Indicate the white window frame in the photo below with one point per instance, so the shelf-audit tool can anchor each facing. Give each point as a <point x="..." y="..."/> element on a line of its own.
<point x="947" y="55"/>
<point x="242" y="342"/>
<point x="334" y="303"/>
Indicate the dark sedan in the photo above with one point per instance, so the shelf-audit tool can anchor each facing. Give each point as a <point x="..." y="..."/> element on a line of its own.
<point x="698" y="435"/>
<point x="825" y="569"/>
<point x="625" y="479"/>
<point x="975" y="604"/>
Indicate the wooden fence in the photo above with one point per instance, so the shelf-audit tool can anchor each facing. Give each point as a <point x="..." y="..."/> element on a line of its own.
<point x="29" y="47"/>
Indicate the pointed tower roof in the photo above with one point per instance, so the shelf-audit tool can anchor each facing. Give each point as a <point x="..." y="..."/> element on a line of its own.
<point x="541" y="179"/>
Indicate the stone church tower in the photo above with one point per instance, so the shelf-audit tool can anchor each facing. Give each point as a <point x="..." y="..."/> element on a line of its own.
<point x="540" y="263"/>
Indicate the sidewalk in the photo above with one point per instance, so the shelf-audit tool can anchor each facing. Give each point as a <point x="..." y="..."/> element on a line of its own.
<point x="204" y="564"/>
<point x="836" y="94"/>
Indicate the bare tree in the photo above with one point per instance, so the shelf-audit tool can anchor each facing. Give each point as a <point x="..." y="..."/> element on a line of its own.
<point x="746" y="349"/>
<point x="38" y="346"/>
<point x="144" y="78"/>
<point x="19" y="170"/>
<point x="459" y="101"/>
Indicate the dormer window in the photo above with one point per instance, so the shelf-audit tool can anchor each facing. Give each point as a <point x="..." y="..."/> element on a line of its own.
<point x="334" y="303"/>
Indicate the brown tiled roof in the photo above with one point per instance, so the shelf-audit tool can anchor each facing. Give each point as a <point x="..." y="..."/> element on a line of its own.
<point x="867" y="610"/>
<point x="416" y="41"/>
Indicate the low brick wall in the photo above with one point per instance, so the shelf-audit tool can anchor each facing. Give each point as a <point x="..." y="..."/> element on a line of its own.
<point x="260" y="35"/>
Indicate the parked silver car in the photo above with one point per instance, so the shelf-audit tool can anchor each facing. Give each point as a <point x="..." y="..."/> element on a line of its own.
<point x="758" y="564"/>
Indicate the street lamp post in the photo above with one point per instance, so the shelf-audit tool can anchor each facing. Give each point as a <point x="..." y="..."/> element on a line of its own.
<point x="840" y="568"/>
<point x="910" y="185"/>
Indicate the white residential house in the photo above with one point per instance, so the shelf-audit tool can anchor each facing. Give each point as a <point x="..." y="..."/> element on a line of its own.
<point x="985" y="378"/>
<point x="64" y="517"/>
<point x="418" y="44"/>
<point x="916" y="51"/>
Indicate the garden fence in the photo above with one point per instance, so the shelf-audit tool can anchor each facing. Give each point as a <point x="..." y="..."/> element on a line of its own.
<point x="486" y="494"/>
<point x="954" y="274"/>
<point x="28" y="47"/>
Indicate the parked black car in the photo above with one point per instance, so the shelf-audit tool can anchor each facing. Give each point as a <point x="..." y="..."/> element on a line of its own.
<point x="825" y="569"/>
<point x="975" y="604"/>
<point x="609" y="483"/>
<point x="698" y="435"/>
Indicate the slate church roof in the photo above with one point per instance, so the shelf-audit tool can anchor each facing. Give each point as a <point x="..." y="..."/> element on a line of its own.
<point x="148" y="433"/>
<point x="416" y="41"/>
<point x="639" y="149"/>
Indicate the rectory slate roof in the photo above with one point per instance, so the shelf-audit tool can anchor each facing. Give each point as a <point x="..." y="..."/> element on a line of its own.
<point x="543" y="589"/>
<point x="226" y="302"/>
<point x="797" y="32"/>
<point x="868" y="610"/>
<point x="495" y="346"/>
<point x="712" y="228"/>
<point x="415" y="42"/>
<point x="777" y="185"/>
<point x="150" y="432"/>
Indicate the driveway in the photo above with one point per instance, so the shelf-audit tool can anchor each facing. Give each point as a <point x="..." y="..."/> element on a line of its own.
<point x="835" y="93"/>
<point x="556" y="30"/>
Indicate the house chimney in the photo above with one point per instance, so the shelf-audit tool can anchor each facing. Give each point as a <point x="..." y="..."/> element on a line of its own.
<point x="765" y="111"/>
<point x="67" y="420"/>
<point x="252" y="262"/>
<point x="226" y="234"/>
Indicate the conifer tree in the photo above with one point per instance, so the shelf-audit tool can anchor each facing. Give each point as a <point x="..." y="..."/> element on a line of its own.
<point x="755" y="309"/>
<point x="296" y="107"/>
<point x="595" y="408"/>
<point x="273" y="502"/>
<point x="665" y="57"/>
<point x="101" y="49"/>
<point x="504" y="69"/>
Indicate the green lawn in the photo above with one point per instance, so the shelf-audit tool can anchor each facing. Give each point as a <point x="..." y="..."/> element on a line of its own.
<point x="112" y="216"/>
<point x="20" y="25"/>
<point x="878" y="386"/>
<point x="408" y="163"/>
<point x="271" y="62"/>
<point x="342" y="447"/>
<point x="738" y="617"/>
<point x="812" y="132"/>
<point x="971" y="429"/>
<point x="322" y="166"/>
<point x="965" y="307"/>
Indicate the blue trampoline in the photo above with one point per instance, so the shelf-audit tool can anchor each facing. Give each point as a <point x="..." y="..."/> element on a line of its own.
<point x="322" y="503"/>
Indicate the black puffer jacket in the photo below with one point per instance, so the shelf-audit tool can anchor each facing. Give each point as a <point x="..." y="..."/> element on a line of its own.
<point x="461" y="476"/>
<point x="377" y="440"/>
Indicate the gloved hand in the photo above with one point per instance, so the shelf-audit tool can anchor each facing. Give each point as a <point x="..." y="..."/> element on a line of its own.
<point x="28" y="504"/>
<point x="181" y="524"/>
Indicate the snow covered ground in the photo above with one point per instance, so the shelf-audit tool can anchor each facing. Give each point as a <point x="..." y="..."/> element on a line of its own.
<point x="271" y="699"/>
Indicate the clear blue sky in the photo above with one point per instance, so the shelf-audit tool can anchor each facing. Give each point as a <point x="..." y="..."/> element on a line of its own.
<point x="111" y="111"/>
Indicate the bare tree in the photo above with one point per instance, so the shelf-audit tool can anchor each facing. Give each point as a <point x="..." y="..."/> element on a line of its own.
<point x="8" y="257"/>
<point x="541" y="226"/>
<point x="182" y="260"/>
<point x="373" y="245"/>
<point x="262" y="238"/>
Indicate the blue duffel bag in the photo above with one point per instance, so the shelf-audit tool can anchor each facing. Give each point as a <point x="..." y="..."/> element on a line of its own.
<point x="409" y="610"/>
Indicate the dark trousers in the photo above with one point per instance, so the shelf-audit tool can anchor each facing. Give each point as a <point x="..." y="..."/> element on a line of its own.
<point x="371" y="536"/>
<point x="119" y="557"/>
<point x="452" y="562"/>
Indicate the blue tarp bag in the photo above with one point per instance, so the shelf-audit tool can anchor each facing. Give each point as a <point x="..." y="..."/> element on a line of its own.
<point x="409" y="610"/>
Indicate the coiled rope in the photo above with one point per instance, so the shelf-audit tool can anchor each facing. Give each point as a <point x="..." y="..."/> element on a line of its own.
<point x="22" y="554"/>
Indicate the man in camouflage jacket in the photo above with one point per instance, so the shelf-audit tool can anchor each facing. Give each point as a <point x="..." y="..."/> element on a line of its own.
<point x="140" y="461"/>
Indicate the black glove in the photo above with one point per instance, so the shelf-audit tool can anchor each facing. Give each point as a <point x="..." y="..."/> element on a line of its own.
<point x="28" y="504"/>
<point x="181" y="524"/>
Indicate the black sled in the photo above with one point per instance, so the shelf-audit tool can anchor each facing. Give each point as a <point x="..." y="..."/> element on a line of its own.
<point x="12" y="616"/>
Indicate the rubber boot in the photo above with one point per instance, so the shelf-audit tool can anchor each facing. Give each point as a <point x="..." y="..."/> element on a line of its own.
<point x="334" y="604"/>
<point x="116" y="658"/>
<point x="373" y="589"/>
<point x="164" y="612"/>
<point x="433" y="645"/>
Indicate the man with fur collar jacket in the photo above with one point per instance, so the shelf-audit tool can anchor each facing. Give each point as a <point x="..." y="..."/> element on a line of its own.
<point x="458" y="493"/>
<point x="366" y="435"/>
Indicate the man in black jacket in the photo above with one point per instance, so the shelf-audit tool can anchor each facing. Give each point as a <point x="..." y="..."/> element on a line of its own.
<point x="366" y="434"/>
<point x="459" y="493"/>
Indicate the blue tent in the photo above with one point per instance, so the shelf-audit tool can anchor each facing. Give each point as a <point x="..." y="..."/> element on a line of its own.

**********

Reproduce word for word each line of the data above, from the line containing "Indicate the man in black" through the final line, both included.

Exercise answer:
Indicate the man in black jacket in the photo above with one point per instance, so the shelf-audit tool can anchor each facing. Give each point as a <point x="..." y="..."/> element on a line of its own.
<point x="366" y="434"/>
<point x="459" y="493"/>
Indicate the blue tent in the photo above with one point per instance, so the shelf-audit tool can anchor each facing. Give each point as a <point x="..." y="..."/> element on a line of its own.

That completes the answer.